-- WHAT TO PRODUCE --
Please convert the lines of the listing below, from the line containing "Pin the background" through the end of the listing, into a Markdown table with the columns No. and Line, one row per line and no rows for blank lines.

[Object point labels]
------------------------------------------------------------
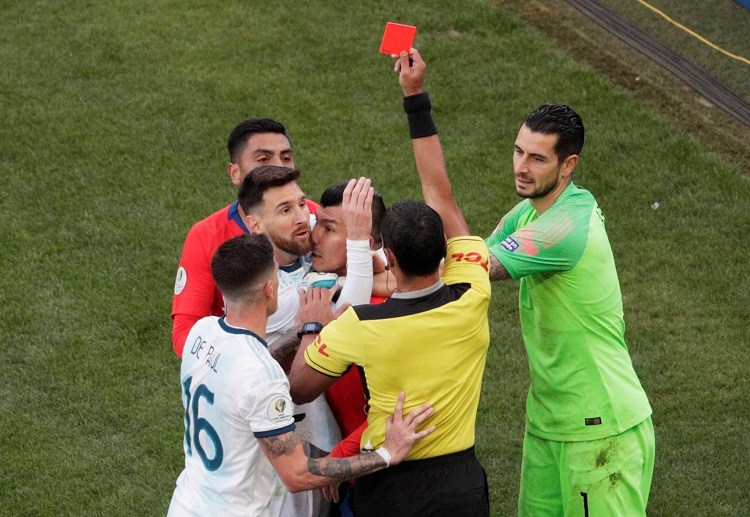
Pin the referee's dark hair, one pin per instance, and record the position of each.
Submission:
(414, 233)
(261, 179)
(334, 196)
(241, 265)
(244, 130)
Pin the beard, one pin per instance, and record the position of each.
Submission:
(291, 246)
(541, 191)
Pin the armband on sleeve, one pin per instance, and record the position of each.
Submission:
(418, 110)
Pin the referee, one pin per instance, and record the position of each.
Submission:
(429, 339)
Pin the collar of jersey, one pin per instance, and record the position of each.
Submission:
(238, 330)
(234, 215)
(422, 292)
(294, 266)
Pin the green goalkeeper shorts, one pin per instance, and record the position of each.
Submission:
(606, 477)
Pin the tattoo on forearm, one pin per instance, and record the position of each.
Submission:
(283, 444)
(342, 469)
(497, 271)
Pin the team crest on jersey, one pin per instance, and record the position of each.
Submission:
(510, 244)
(179, 283)
(280, 410)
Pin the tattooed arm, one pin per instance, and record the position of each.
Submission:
(298, 472)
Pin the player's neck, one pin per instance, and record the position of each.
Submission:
(542, 204)
(284, 258)
(408, 284)
(249, 317)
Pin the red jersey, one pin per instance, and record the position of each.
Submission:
(195, 292)
(348, 402)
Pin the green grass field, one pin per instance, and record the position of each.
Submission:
(115, 117)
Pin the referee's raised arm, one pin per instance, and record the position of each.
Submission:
(428, 153)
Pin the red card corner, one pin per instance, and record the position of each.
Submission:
(397, 37)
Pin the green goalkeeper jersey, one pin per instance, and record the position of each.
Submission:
(583, 386)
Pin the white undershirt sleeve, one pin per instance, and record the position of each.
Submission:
(358, 284)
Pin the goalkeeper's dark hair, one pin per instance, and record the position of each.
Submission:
(414, 233)
(241, 265)
(561, 120)
(334, 196)
(244, 130)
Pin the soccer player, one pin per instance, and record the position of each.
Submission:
(276, 206)
(589, 440)
(252, 143)
(429, 339)
(346, 396)
(237, 403)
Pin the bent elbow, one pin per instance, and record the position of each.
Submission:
(299, 396)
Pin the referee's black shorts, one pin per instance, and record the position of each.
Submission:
(451, 485)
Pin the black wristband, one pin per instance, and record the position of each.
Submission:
(418, 110)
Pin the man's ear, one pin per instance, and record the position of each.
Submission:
(254, 224)
(233, 170)
(268, 290)
(390, 258)
(569, 165)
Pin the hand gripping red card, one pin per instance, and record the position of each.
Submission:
(397, 37)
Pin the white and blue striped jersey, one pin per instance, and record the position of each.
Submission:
(233, 393)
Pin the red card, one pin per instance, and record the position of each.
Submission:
(397, 37)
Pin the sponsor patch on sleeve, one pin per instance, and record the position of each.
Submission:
(510, 244)
(180, 281)
(280, 410)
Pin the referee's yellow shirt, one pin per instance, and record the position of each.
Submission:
(431, 344)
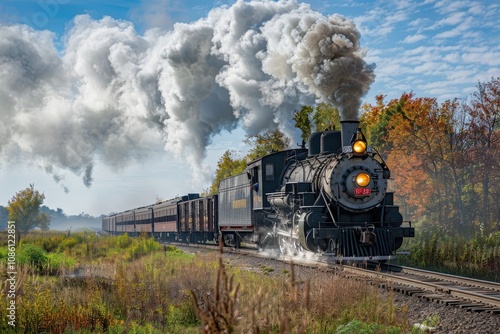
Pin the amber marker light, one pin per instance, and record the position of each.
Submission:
(359, 146)
(363, 179)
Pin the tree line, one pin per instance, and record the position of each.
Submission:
(444, 156)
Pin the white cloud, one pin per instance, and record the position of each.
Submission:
(414, 38)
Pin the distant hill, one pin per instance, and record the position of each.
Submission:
(59, 220)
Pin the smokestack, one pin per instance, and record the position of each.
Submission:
(348, 130)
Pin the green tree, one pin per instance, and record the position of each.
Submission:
(326, 117)
(303, 121)
(227, 166)
(24, 210)
(266, 143)
(484, 114)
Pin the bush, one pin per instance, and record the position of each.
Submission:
(32, 255)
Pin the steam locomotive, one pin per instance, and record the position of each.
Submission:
(330, 198)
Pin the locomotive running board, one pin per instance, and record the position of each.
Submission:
(329, 257)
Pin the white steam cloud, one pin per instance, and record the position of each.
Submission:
(113, 95)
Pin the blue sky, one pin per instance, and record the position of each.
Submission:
(434, 48)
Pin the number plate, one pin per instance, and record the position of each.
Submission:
(362, 191)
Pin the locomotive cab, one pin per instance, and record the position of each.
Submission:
(350, 214)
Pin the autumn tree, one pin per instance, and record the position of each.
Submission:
(484, 111)
(24, 210)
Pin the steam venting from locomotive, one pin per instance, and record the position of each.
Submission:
(112, 95)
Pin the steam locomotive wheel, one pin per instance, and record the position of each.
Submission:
(333, 246)
(283, 244)
(299, 250)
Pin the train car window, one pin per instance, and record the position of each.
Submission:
(269, 172)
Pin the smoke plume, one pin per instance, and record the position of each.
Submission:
(112, 95)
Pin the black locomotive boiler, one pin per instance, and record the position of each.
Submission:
(331, 198)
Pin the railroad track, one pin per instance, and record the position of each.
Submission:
(467, 293)
(463, 292)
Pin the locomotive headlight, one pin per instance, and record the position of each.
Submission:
(363, 179)
(359, 146)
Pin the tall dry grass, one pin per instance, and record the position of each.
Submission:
(139, 286)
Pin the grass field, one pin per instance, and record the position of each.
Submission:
(88, 284)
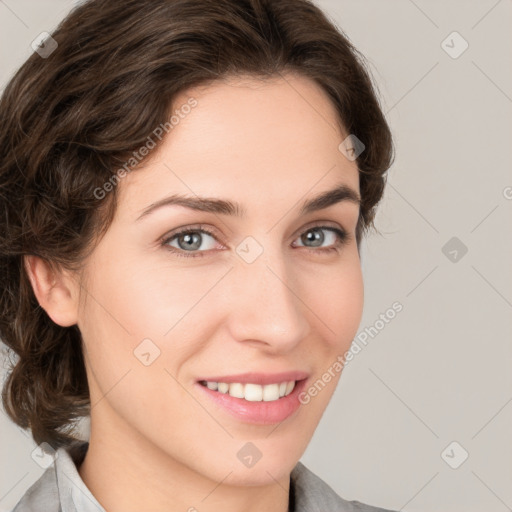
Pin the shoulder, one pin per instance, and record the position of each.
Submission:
(312, 494)
(60, 486)
(42, 495)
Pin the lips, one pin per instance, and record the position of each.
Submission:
(258, 378)
(256, 398)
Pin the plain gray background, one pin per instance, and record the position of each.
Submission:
(439, 372)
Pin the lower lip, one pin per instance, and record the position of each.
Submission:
(260, 413)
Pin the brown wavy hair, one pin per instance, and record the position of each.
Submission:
(70, 119)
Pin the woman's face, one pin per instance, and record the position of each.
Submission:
(265, 292)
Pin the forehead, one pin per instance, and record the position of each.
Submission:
(245, 138)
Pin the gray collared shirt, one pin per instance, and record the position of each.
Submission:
(61, 489)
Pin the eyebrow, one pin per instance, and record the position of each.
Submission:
(224, 207)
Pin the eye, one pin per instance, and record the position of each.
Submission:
(314, 235)
(188, 239)
(191, 239)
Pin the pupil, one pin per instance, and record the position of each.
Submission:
(189, 240)
(315, 235)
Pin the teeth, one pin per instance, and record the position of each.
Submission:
(253, 392)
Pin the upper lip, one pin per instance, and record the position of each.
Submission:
(259, 378)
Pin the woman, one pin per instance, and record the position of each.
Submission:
(185, 185)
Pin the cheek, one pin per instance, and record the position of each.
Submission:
(336, 298)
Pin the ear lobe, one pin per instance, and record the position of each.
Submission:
(54, 291)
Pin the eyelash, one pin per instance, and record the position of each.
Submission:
(342, 235)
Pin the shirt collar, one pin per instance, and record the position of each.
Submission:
(75, 496)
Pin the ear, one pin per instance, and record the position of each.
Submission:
(56, 291)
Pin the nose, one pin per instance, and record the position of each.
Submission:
(268, 308)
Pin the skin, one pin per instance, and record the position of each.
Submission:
(157, 443)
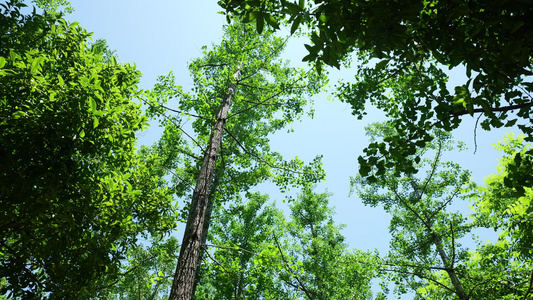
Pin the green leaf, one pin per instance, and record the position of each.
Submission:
(260, 23)
(296, 24)
(93, 105)
(36, 64)
(382, 64)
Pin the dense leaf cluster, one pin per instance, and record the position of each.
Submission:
(403, 46)
(74, 194)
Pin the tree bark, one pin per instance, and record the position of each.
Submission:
(450, 270)
(186, 270)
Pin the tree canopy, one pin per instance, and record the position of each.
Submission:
(74, 193)
(403, 47)
(86, 215)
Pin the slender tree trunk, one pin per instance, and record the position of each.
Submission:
(451, 272)
(185, 276)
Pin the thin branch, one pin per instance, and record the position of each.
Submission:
(258, 158)
(218, 263)
(302, 287)
(478, 285)
(496, 109)
(529, 287)
(179, 127)
(262, 103)
(253, 106)
(213, 65)
(239, 249)
(182, 180)
(182, 112)
(475, 134)
(126, 273)
(453, 246)
(421, 276)
(398, 71)
(433, 169)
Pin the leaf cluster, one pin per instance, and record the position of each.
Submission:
(74, 194)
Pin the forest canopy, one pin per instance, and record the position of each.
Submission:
(89, 213)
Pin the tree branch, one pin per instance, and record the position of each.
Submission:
(496, 109)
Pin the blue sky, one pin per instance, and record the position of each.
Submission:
(162, 36)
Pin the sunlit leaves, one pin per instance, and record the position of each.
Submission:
(72, 200)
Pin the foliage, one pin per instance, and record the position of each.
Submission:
(502, 207)
(269, 95)
(243, 91)
(403, 45)
(259, 255)
(427, 255)
(54, 6)
(329, 270)
(147, 274)
(241, 261)
(74, 194)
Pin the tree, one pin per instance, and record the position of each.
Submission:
(427, 255)
(327, 269)
(260, 255)
(74, 194)
(241, 260)
(403, 45)
(503, 207)
(243, 92)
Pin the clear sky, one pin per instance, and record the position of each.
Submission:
(164, 35)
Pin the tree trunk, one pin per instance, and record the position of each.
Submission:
(184, 278)
(450, 270)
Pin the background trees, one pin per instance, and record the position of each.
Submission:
(143, 269)
(243, 92)
(429, 248)
(74, 194)
(403, 45)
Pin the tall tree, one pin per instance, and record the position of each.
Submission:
------------------------------------------------------------
-- EXPECTED ANSWER --
| No. | Line |
|---|---|
| 1 | Pin the background trees, one pin per instance, and record the position of each. |
| 2 | Submission: |
| 3 | (143, 269) |
| 4 | (243, 92) |
| 5 | (429, 248) |
| 6 | (74, 194) |
| 7 | (403, 45) |
| 8 | Pin the tall tree, one pin per instance, and record the position of each. |
| 9 | Submission: |